### Instructions for the task
For every line in the data below that contains "leaf", copy the line.

### Provided records
◆ ◆ ◆ ◆ ◆
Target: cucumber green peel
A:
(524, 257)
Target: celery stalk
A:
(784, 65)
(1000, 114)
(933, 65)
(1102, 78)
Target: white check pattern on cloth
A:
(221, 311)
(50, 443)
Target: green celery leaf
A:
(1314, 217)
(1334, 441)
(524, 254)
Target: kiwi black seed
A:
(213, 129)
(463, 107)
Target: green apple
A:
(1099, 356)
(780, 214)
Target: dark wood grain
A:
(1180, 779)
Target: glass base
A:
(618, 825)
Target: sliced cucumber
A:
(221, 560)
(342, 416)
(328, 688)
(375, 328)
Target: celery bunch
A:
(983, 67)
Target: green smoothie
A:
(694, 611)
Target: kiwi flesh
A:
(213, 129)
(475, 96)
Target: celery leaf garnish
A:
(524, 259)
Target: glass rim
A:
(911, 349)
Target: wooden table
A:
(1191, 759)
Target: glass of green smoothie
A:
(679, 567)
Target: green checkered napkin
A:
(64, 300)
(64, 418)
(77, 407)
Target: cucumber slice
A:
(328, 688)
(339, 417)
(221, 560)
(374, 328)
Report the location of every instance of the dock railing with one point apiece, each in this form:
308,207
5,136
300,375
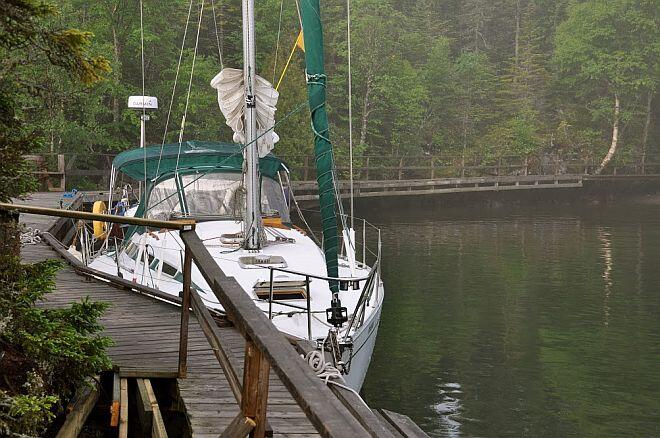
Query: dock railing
265,347
94,169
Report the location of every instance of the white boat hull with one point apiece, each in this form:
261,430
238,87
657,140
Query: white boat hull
301,256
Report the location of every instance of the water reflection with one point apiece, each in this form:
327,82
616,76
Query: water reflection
545,320
606,254
449,409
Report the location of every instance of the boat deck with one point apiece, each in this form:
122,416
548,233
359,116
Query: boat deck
146,335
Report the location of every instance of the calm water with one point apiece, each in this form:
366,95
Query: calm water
541,322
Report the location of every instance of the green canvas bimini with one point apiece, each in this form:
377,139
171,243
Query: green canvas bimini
193,155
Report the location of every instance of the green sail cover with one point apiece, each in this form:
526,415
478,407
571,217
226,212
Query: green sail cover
316,81
194,155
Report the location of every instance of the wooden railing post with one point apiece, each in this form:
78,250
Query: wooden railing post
255,388
306,168
185,313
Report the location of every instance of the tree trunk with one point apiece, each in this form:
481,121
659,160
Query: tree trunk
117,52
647,127
615,136
365,109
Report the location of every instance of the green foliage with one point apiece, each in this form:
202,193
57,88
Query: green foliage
29,45
45,354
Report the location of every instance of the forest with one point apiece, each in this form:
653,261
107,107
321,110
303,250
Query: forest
468,78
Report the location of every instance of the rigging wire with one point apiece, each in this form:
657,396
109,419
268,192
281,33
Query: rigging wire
144,110
217,37
350,107
192,72
176,78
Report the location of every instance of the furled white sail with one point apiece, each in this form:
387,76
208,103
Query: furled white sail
231,99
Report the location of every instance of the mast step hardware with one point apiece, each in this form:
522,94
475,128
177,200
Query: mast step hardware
336,314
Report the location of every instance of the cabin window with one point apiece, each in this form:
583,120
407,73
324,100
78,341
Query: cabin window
282,290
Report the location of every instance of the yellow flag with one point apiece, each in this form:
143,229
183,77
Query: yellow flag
300,42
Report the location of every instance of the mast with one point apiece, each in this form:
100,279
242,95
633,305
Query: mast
252,220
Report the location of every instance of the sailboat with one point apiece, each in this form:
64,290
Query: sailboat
240,195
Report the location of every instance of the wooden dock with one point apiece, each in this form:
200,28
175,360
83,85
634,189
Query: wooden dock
307,190
146,330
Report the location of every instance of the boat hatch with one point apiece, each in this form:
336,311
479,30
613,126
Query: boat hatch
258,261
282,290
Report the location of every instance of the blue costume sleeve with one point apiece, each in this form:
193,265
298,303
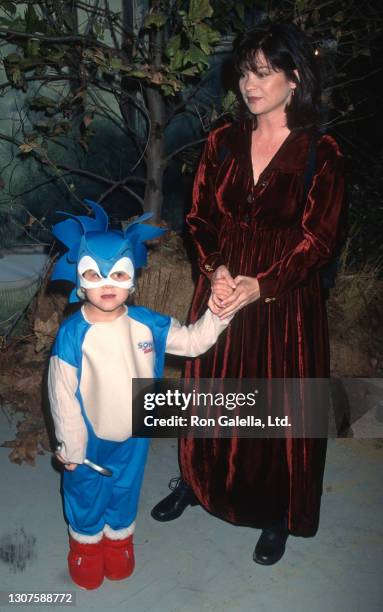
◆ ◆ ◆ ◆ ◆
### Reply to the task
Target: green celery leaf
Target: celery leaf garnish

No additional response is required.